#### ИСХОДНЫЙ ТЕКСТ:
Во-первых, спас свою армию при
минимальных (но неизбежных) в такой ситуации потерях. Во-вторых, спас Славянск,
Краматорск и его оставшихся жителей от окончательного уничтожения. Тут следует
чуть остановиться, поскольку в адрес Стрелкова сыплются упреки в том, что этих
жителей он предал. Для полноты картины предательства запускают, например,
провокаторшу, вопящую о распятии карателями младенца в оставленном Славянске.
На самом деле, всем ясно, что каковы ни были на захваченных территориях
зверства карателей, они просто не могут превысить те жертвы, которые были бы в
случае продолжения обстрелов и бомбардировок, полной блокады, лишения жителей
еды и воды. Другой упрек может касаться того, что теперь участь Славянска
уготована Донецку. Тяжело признать, но это более-менее так. Однако надо
понимать, что в городах Славянского региона ситуация дошла до критической
точки, а в Донецке еще нет. Звучит цинично, но – идет война со всеми ее ужасами
и цинизмом.
Мирное население страдает от всех
войн с начала ХХ века. Это раньше было: «И вот нашли большое поле, есть
разгуляться где на воле…» Но и раньше гражданские
войны велись по совершенно
иным правилам: там никаких «больших полей» не искали, а всеми методами, при
любых обстоятельствах уничтожали друг друга.
Большинство войн между государствами ведутся ради обретения
территориальных, политических, экономических выгод. Поэтому они вовсе не
требуют истребления и порабощения противника. Всех, как правило, устраивает
достижение поставленных целей и меньшей ценой. Кроме того, у каждого
государства есть своя исконная территория, на которую при неудаче можно
отступить. И даже поражение может не являться глобальной катастрофой
(исключением является Вторая мировая, в которую гитлеровский нацизм внес свою
специфику).
Иное дело война гражданская. В ней
сражаются за одну территорию,
на которой каждая из воюющих сторон хочет жить и утвердить свои принципы жизни.
Другая же либо безоговорочно
примет эти принципы, либо будет уничтожена, поскольку жить ей станет негде.

(Данные разметки расположения объектов)
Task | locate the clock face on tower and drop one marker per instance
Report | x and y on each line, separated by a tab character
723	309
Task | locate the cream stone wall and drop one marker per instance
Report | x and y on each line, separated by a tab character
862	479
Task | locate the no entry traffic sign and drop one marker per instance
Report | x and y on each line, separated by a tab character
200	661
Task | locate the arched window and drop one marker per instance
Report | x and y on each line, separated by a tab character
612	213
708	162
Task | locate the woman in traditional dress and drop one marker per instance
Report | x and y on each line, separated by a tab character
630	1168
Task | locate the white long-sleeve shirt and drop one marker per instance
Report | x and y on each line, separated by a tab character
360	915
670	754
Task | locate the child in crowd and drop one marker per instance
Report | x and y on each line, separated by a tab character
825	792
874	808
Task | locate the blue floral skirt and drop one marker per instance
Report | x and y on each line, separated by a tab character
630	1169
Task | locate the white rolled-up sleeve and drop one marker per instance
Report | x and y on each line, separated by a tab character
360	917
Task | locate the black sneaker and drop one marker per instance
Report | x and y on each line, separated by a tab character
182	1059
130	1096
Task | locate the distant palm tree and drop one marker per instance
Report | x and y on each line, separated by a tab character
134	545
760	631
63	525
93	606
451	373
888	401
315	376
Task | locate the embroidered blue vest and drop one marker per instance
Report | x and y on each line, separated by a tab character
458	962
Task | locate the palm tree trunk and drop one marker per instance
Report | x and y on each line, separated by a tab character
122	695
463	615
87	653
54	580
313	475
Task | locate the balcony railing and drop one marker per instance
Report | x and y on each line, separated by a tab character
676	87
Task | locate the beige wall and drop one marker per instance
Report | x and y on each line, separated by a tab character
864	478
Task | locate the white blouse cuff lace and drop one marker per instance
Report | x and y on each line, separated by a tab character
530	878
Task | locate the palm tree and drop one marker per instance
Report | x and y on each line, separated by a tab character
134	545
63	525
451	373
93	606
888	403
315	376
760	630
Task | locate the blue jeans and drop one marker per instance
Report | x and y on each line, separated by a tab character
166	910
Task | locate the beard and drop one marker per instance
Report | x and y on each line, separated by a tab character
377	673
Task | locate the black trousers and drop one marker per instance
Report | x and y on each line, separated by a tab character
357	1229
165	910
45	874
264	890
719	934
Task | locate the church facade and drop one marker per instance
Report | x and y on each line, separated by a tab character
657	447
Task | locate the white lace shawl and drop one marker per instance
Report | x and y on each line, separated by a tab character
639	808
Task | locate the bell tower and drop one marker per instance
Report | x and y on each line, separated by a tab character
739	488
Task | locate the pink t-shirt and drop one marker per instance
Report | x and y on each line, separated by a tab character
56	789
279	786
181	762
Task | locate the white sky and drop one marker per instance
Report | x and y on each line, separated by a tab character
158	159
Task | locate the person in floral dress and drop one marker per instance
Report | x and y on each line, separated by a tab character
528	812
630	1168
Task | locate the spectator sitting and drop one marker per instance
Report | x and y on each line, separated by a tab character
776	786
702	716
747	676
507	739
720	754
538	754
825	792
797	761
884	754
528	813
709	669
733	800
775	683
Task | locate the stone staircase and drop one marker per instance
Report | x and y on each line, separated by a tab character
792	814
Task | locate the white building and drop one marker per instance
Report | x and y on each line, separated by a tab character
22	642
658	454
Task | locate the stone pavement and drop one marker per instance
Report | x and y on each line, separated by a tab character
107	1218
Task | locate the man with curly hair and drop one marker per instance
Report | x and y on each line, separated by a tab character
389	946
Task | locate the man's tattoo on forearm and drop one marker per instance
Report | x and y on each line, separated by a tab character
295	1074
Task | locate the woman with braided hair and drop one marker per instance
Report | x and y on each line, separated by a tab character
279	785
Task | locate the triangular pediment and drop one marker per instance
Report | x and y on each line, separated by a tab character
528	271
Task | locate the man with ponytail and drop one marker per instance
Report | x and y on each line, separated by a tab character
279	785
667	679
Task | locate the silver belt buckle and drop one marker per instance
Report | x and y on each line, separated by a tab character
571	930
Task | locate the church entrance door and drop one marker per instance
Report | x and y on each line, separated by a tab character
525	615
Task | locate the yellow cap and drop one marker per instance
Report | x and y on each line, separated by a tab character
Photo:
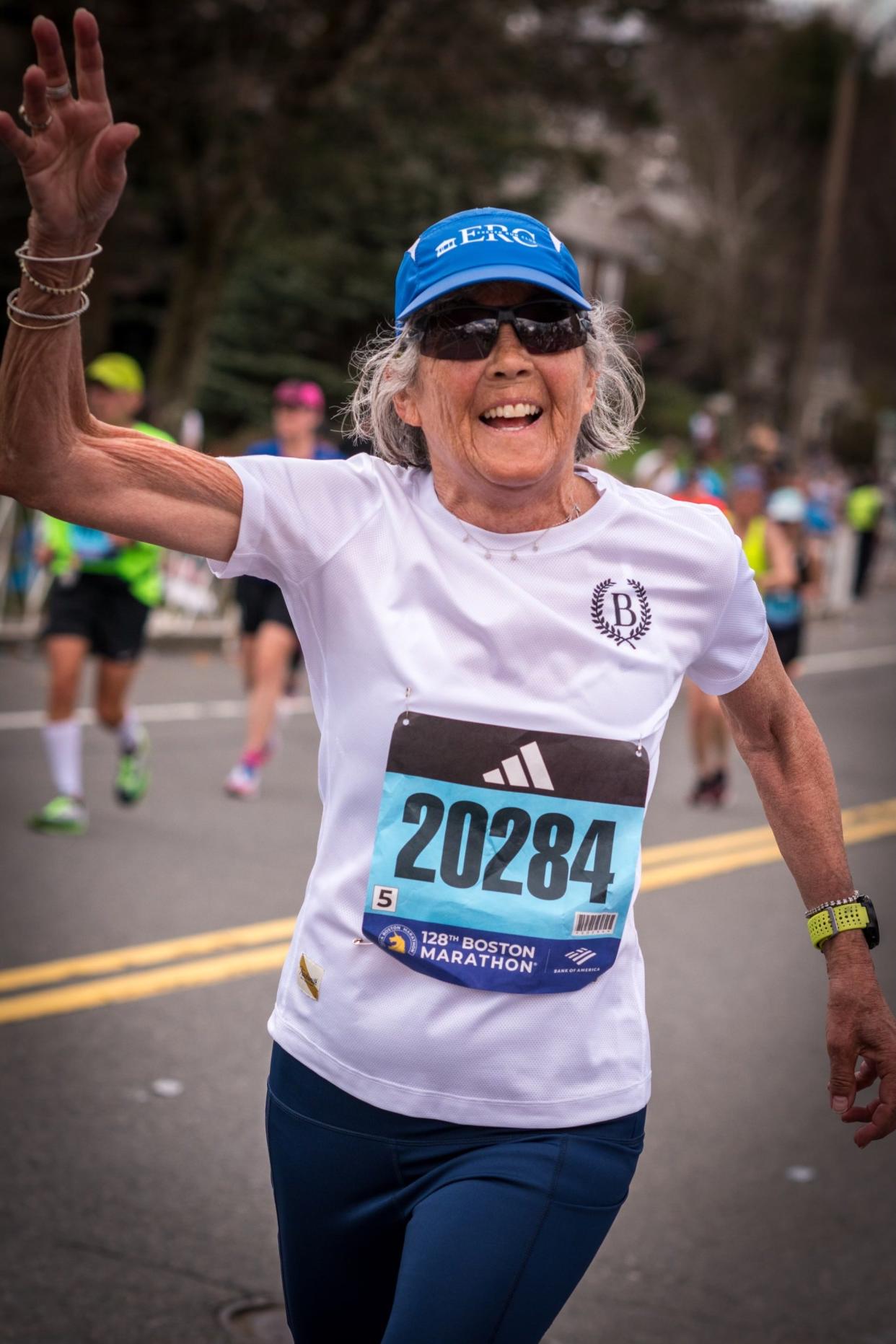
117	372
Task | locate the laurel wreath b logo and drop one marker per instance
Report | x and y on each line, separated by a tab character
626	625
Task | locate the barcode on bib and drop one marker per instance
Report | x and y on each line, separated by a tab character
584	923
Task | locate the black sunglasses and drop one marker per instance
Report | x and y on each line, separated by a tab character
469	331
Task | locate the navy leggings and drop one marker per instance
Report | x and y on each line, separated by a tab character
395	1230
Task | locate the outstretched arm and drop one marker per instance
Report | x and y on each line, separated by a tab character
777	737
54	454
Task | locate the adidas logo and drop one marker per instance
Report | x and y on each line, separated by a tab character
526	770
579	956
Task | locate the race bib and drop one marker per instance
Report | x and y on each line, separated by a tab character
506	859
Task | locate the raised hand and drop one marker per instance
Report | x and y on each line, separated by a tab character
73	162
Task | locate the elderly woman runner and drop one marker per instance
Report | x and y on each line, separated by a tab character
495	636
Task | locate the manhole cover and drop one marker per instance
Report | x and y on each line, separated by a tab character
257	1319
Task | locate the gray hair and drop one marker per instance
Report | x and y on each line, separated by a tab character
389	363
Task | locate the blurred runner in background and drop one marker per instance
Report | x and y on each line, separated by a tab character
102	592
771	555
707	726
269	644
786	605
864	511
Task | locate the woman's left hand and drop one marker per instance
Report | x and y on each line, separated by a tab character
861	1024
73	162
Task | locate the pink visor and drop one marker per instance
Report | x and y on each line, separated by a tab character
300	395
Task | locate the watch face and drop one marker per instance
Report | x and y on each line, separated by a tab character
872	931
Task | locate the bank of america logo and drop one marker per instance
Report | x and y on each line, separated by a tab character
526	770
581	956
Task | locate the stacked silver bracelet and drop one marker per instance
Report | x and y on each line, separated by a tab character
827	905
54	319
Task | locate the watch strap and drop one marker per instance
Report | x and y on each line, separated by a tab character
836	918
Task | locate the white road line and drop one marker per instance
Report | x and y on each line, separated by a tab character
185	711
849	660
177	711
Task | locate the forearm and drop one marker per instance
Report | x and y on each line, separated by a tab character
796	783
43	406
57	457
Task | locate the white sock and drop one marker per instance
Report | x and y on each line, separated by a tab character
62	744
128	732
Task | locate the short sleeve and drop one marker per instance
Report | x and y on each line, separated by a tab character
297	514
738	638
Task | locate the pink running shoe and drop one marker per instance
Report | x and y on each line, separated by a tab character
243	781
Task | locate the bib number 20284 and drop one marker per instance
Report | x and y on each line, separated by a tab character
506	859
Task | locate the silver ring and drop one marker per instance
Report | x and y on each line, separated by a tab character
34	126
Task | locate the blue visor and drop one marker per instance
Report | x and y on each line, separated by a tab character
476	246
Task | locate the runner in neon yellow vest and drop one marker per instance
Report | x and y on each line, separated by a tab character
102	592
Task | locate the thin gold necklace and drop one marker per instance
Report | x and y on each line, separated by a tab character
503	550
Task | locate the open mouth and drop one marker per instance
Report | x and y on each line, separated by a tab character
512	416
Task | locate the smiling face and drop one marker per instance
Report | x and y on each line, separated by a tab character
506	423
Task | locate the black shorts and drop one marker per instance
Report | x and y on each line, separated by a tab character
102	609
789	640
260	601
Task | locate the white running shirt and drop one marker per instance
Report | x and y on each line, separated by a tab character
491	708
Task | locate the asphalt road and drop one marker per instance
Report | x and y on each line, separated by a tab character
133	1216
==
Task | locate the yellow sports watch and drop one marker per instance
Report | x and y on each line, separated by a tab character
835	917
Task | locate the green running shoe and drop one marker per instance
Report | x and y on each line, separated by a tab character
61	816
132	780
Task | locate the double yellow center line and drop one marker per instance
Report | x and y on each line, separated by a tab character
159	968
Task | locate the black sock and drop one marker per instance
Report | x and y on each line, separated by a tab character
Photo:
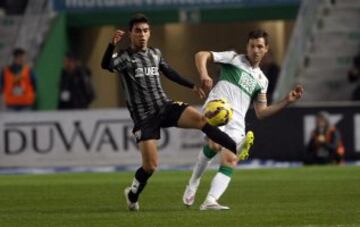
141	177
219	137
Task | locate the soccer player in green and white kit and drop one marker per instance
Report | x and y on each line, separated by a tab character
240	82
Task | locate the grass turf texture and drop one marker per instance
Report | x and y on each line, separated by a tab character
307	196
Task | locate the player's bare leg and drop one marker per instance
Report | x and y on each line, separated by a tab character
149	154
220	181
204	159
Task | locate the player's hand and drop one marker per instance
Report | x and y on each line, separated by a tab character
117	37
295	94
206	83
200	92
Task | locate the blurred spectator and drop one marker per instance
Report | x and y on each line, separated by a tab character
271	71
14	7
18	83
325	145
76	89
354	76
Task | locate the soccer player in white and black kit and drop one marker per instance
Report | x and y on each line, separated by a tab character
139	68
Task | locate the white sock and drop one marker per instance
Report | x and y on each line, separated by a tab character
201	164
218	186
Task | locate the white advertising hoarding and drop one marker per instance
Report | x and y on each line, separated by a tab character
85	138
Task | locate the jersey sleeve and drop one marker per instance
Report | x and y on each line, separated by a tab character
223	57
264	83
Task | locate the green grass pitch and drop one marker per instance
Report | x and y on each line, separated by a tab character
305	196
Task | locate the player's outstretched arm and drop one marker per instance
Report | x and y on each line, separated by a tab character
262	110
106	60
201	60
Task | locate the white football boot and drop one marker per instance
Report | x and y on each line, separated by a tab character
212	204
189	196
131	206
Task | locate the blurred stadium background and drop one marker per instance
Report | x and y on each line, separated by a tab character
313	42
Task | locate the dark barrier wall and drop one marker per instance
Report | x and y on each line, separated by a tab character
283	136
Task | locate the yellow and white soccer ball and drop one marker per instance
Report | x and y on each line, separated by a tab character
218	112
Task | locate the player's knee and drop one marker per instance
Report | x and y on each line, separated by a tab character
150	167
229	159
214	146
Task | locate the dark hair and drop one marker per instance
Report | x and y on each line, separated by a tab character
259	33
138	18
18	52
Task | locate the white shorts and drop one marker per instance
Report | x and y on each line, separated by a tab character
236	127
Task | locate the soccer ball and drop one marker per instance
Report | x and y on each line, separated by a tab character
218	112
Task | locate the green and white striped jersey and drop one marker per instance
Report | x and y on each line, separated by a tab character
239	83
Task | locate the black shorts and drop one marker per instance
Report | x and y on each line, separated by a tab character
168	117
...
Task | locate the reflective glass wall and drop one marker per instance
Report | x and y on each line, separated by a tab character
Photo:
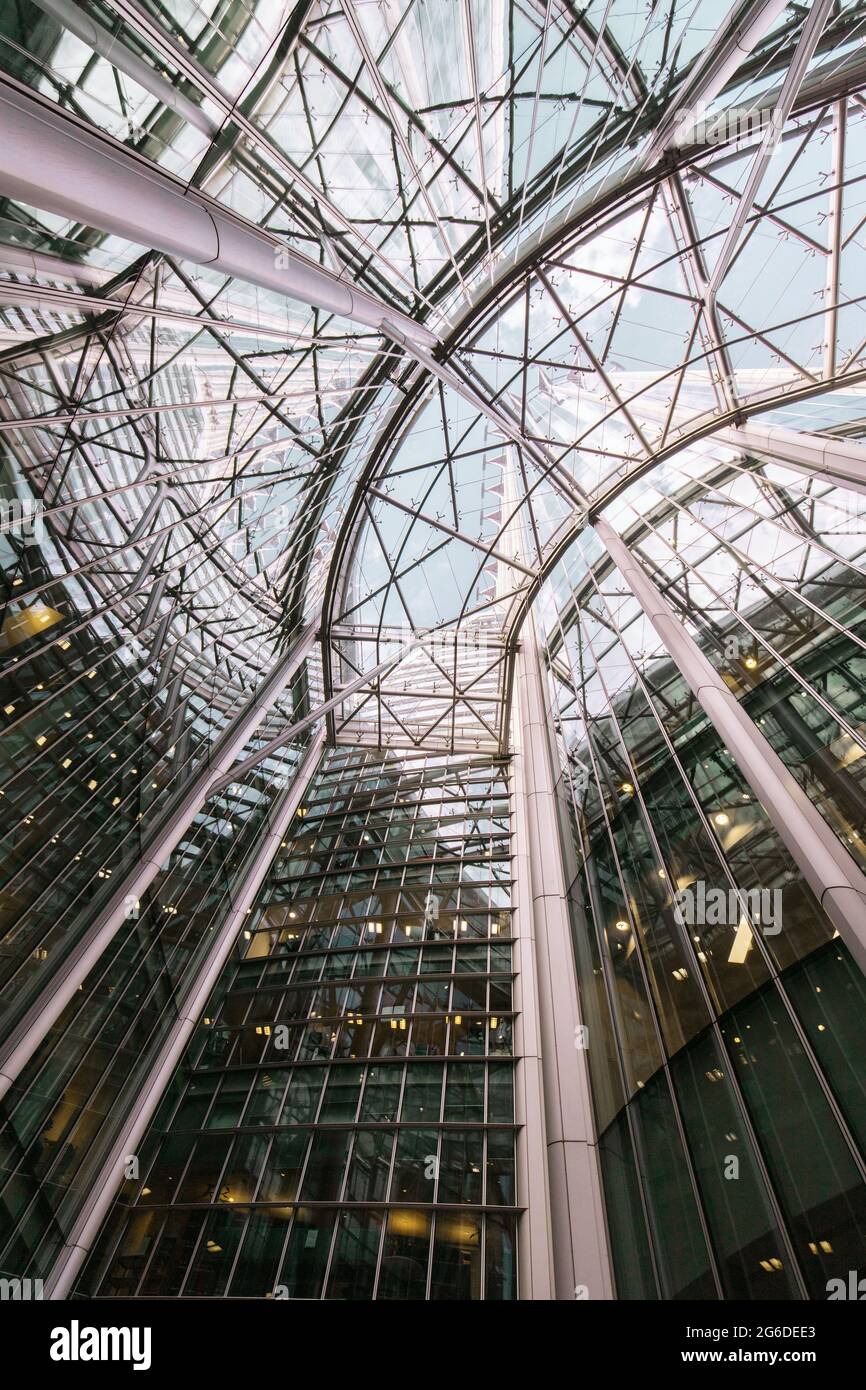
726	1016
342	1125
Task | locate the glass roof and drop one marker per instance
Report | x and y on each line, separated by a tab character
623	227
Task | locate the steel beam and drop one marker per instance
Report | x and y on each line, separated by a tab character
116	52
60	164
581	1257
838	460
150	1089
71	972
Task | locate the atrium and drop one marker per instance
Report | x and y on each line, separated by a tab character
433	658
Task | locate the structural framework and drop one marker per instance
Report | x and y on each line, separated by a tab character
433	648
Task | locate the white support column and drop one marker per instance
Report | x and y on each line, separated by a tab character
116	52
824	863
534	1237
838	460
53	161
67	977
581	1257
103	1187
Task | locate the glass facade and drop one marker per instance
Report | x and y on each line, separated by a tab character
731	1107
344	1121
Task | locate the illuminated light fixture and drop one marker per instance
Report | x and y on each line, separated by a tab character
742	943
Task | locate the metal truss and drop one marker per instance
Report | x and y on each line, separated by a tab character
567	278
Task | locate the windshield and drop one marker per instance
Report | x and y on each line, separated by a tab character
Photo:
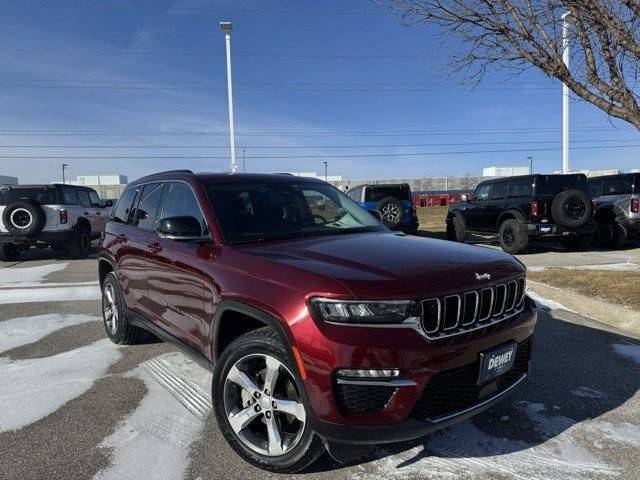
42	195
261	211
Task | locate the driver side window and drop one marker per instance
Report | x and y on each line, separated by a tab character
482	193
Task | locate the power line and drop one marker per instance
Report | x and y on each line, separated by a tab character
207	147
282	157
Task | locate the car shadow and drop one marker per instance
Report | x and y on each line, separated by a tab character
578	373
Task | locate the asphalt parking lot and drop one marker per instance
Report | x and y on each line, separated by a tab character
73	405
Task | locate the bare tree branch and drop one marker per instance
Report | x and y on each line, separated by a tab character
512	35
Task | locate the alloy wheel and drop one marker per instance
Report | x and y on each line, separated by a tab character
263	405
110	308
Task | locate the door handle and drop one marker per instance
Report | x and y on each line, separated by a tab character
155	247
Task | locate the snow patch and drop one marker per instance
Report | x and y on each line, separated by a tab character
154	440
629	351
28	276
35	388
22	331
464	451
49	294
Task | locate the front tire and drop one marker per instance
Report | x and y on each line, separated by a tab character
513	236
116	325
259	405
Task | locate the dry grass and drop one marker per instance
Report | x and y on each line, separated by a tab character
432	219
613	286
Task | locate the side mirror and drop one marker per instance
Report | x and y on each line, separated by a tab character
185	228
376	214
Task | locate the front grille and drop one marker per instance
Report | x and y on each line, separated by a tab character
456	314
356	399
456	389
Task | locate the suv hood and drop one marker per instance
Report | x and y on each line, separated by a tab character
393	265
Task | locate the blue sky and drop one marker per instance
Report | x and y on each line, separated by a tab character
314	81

#### ЗАДАНИЯ:
1 - Определите, соответствуют ли тексту о гражданской войне утверждения (a), (b) и (c). На каждое ответьте «да» или «нет» и приведите точную цитату, которая это решает.
(a) Большинство войн между государствами требует истребления противника.
(b) В Донецке ситуация еще не дошла до критической точки.
(c) В гражданской войне стороны сражаются за одну территорию.
2 - Перепишите часть текста о гражданской войне, заменив «Мирное население» на «Гражданское население». Начните с фрагмента со словами «Мирное население страдает» и закончите словами «специфику).».
3 - Продолжите текст о гражданской войне, начиная сразу после его последнего предложения.

#### ОТВЕТЫ:
1 -
(a) Нет: «Поэтому они вовсе не требуют истребления и порабощения противника».
(b) Да: «в городах Славянского региона ситуация дошла до критической точки, а в Донецке еще нет».
(c) Да: «сражаются за одну территорию».

2 -
Гражданское население страдает от всех
войн с начала ХХ века. Это раньше было: «И вот нашли большое поле, есть
разгуляться где на воле…» Но и раньше гражданские
войны велись по совершенно
иным правилам: там никаких «больших полей» не искали, а всеми методами, при
любых обстоятельствах уничтожали друг друга.
Большинство войн между государствами ведутся ради обретения
территориальных, политических, экономических выгод. Поэтому они вовсе не
требуют истребления и порабощения противника. Всех, как правило, устраивает
достижение поставленных целей и меньшей ценой. Кроме того, у каждого
государства есть своя исконная территория, на которую при неудаче можно
отступить. И даже поражение может не являться глобальной катастрофой
(исключением является Вторая мировая, в которую гитлеровский нацизм внес свою
специфику).

3 -
«В России, господа, две силы: большевики и мы. <…> Или мы их закопаем, или, вернее,
они нас», – говорит у Булгакова белогвардеец Алексей Турбин. Вторит ему
большевик Бунчук у Шолохова: ««Они нас или мы их!.. Середки нету. На кровь – кровью. Кто кого…
Понял?» Поэтому нельзя всерьез воспринимать призывы к мирным переговорам между
Новороссией и Киевом. В гражданской войне возможен только один тип переговоров:
победившая сторона обсуждает с проигравшей условия ее капитуляции.
В гражданской войне хуже всего
приходится тем, кто в «середке», кто не определился и не выбрал правоту одной
из сторон, кто (по словам другого героя Шолохова) «к берегу не прибьется и
плавает, как коровий помет в проруби». Они, эти самые «мирные жители», неизбежно
становятся бессмысленными жертвами. И это никак не зависит от воли Стрелкова и
даже Порошенко, которые могут лишь смягчить удар. Вот Стрелков и смягчил, уйдя
из Славянска.
Третья задача, которую решил
отход Стрелкова. С военной, стратегической и даже идейной позиций, надо
признать, что Славянск просто исчерпал себя. Он уже выполнил свою роль точки
возгорания сопротивления. Факелом, зажегшим всю Новороссию (а тем более,
Малороссию) он, увы, не стал. Не его вина. По-настоящему «запылал» только Луганск,
где явился свой выдающийся военачальник, тоже «одиночка» – отставной старший
сержант Валерий Дмитриевич Болотов. А сам по себе факел рано или поздно должен
потухнуть, Такая судьба и была бы уготована Славянску, если бы не уход оттуда
Стрелкова, который перекинул свою армию в центр Донбасса, многократно увеличив
масштаб сопротивления. Теперь Славянск в веках останется «факелом»
сопротивления. И навсегда сгинет пиарова победа Порошенко. Нет, я не забываю о
жертвах, но война идет настоящая, а не игрушечная.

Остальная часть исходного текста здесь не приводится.